After an evaluation, GNOME has moved from Bugzilla to GitLab. Learn more about GitLab.
No new issues can be reported in GNOME Bugzilla anymore.
To report an issue in a GNOME project, go to GNOME GitLab.
Do not go to GNOME Gitlab for: Bluefish, Doxygen, GnuCash, GStreamer, java-gnome, LDTP, NetworkManager, Tomboy.
Bug 522772 - Content-Encoding support
Content-Encoding support
Status: RESOLVED FIXED
Product: libsoup
Classification: Core
Component: HTTP Transport
2.4.x
Other Linux
: Normal normal
: GNOME 2.24
Assigned To: libsoup-maint@gnome.bugs
libsoup-maint@gnome.bugs
: 587912 598285 603269 603616 610684 (view as bug list)
Depends on: 591739
Blocks:
 
 
Reported: 2008-03-16 15:14 UTC by Dan Winship
Modified: 2010-03-04 00:34 UTC
See Also:
GNOME target: ---
GNOME version: ---


Attachments
webkit patch to use SoupContentDecoder (1.59 KB, patch)
2009-10-27 17:51 UTC, Dan Winship
none Details | Review

Description Dan Winship 2008-03-16 15:14:24 UTC
libsoup should support "Content-Encoding: deflate" and "Content-Encoding: gzip".

Client-side:

  - Have a flag like SOUP_SESSION_DO_CONTENT_ENCODING, that tells the
    session to automatically decode encoded responses. (Can't do this
    automatically; it would mess up apps that are currently doing it by
    hand.)

  - How does this interact with soup_message_set_chunk_allocator()?
    (We need to return the data to the caller in the buffers it has
    allocated. So this means one of: (a) we allocate our own buffers for
    reading and then decode into the app-provided buffers, (b) we read
    into the app-provided buffers and then try to decode in place, using
    as little temporary memory as possible, or (c) we ask the app for extra
    buffers, and read into some and decode into others.)

  - Maybe expose the encoding/decoding code in the public API so that
    apps can easily do it by hand in cases where our API doesn't work for
    them?

Server-side:

  - Allow server to either *declare* a Content-Encoding ("this content is
    already compressed") or *request* it ("i'd like this content to be
    compressed before sending"). The latter is sometimes used in web
    services.


Someday (maybe not right away), it might be nice to be able to plug in additional content-coding types. It might also be useful to support the corresponding Transfer-Encodings, although since they are not widely used (not at all used?) this isn't as important.

========================================

▸ **What you will do**:
Continue the libsoup Content-Encoding bug report from the point where it stops.

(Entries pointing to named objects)
========================================

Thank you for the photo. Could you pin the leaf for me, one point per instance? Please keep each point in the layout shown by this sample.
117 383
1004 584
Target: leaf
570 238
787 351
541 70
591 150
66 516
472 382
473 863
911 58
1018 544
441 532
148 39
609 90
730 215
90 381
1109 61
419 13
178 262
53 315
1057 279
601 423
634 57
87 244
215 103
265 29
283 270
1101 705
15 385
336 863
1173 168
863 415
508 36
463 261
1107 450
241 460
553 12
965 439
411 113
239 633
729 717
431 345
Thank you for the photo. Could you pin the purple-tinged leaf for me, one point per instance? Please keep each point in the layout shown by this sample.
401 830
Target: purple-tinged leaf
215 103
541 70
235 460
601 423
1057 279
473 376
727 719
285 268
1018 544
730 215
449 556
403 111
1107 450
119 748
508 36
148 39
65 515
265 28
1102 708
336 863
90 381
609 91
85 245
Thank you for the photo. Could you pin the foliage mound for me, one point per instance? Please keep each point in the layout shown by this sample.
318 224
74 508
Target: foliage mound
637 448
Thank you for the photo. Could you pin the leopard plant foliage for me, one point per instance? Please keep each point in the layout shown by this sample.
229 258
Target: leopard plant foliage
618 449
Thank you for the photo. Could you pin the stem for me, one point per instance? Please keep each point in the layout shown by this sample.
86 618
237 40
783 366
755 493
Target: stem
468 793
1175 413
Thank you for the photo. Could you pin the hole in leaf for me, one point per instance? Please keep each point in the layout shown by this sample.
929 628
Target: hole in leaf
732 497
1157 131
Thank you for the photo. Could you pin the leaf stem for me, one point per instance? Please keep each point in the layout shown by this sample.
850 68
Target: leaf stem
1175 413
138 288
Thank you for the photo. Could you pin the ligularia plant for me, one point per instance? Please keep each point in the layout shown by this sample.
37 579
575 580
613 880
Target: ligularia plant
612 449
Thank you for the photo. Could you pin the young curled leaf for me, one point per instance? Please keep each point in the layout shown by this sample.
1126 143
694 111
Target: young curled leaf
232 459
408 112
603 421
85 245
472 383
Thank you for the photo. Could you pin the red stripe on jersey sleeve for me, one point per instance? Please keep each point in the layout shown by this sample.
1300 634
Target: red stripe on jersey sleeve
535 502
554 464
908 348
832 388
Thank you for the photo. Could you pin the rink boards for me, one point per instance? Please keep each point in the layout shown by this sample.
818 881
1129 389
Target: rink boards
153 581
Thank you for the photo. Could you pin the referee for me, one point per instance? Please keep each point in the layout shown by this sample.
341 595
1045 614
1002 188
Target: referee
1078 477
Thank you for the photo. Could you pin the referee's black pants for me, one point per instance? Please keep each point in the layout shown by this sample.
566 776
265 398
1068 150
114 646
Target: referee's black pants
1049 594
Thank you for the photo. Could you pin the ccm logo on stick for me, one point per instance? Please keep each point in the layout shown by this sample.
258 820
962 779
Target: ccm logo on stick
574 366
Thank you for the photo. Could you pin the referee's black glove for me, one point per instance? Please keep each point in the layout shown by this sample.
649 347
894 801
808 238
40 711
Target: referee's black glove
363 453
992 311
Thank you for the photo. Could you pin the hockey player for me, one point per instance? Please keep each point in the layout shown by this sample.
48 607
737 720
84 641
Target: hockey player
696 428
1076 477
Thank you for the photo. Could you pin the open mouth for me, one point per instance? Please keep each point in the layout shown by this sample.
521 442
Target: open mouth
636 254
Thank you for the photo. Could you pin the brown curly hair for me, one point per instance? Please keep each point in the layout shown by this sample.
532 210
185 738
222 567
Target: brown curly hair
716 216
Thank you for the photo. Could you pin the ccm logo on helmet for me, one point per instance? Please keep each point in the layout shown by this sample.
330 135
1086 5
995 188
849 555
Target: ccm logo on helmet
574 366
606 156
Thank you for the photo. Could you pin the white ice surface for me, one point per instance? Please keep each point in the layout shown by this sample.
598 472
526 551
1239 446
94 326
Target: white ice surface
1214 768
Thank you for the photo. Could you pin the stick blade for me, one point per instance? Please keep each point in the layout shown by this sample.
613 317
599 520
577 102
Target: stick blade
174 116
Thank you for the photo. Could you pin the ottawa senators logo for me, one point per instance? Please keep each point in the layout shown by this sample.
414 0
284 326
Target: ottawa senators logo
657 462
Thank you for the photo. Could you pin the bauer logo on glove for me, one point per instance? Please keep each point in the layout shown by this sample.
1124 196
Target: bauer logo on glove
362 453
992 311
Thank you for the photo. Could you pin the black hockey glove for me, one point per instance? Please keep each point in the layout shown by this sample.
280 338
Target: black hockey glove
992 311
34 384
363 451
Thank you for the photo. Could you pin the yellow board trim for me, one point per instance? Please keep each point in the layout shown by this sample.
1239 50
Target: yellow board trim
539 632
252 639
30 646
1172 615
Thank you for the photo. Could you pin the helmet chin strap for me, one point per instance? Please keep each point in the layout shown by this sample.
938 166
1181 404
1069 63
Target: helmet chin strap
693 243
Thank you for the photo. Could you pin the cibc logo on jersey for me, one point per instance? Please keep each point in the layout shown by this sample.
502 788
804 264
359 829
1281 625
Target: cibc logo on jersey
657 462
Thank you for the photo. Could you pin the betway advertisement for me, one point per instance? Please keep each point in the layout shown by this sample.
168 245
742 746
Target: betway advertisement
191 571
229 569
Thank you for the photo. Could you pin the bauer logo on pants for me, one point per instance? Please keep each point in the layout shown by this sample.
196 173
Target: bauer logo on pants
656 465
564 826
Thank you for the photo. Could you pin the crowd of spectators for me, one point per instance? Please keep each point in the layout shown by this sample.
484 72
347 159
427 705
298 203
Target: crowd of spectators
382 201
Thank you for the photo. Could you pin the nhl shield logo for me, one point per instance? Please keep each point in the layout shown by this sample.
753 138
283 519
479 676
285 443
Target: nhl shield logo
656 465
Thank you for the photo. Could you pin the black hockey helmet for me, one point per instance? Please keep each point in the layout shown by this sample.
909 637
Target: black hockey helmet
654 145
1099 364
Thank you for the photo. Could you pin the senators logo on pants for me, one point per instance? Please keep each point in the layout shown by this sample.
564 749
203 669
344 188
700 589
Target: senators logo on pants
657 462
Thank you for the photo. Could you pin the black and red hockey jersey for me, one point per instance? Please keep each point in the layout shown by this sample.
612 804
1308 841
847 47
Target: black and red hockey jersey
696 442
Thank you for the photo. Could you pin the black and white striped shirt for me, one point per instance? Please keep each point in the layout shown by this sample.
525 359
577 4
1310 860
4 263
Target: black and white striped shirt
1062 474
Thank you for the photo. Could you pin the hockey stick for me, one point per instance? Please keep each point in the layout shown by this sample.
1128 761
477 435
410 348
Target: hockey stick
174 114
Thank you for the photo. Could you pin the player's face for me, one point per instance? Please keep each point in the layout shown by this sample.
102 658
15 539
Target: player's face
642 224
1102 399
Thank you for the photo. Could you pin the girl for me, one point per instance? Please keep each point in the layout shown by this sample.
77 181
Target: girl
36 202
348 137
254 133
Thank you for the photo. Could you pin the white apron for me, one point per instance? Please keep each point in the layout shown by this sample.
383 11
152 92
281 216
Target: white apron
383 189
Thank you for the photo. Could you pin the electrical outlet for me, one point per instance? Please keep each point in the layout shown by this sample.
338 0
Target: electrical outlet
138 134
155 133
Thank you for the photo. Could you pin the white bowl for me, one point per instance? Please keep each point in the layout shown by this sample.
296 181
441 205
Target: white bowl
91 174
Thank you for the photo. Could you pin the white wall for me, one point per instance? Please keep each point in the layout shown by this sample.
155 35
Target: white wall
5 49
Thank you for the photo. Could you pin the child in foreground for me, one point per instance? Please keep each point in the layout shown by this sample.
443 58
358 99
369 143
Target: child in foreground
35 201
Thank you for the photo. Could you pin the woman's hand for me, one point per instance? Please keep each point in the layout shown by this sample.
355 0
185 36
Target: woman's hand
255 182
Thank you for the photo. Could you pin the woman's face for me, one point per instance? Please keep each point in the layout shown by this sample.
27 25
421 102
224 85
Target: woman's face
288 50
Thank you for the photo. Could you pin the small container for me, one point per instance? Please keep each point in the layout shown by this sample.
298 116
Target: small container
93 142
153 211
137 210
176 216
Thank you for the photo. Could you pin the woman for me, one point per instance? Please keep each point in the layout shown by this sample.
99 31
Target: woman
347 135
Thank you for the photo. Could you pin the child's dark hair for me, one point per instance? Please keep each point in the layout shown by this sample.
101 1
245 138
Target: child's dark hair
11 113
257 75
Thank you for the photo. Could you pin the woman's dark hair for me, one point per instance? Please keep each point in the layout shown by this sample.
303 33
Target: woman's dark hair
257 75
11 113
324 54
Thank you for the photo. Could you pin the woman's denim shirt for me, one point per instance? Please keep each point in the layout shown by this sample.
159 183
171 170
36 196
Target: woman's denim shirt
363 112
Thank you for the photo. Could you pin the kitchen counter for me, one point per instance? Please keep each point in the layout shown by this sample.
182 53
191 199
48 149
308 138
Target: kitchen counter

========================================

▸ **Solved exercise**:
Comment 1 Dan Winship 2008-03-16 15:37:31 UTC
some work on this has been done on the content-coding branch of
http://gnome.org/~danw/libsoup.git (though it's also a little bit mixed in
with some thoughts about "I/O filters" as discussed in http://live.gnome.org/LibSoup/ToDo)
Comment 2 Dan Winship 2009-03-02 19:04:04 UTC
(In reply to comment #0)
>   - Have a flag like SOUP_SESSION_DO_CONTENT_ENCODING, that tells the
>     session to automatically decode encoded responses. (Can't do this
>     automatically; it would mess up apps that are currently doing it by
>     hand.)

Well, it should be a feature, not a flag, and it should be included in the SOUP_TYPE_GNOME_FEATURES_2_28 metafeature.

I'm thinking that individual encodings should also be features, and the overall encoding feature would use soup_session_get_features() to find all the other SOUP_TYPE_ENCODING features attached to the session. So then if someone starts standardizing a bzip2 or 7zip or whatever encoding some day, people can implement it themselves and attach it as a feature, without having to wait for a new libsoup release. (Or maybe it would be something that would never even make it into libsoup.)

>   - How does this interact with soup_message_set_chunk_allocator()?

(a) is probably the correct answer. (Read into our own buffers and decode into app-provided buffers.)

> Server-side:
> 
>   - Allow server to either *declare* a Content-Encoding ("this content is
>     already compressed") or *request* it ("i'd like this content to be
>     compressed before sending"). The latter is sometimes used in web
>     services.

The former could possibly just be:
  soup_message_headers_append (msg->response_headers, "Content-Encoding", "gzip");

We don't currently have "features" on SoupServer, though there's a server-features branch in git.
Comment 3 Alexander V. Butenko 2009-03-09 01:19:07 UTC
i was googled a bit, and found that in old 2004 somebody already made a patch for libsoup. 

Like author says "It includes both encoding and decoding messages with the gzip, deflate, and bzip2 algorithms, and can support layered Content-Encodings if called upon to do so."

I checked a patch and API of old soup is different, but probably a lot can be reused from it.

URL: http://mail.gnome.org/archives/evolution-hackers/2004-October/msg00159.html
Comment 4 Dan Winship 2009-03-09 14:05:16 UTC
(In reply to comment #3)
> i was googled a bit, and found that in old 2004 somebody already made a patch
> for libsoup. 

Yeah, I'd seen that before. I forget the details and what it was that I didn't like about it. At any rate, the code already in the content-coding branch does everything that patch had done.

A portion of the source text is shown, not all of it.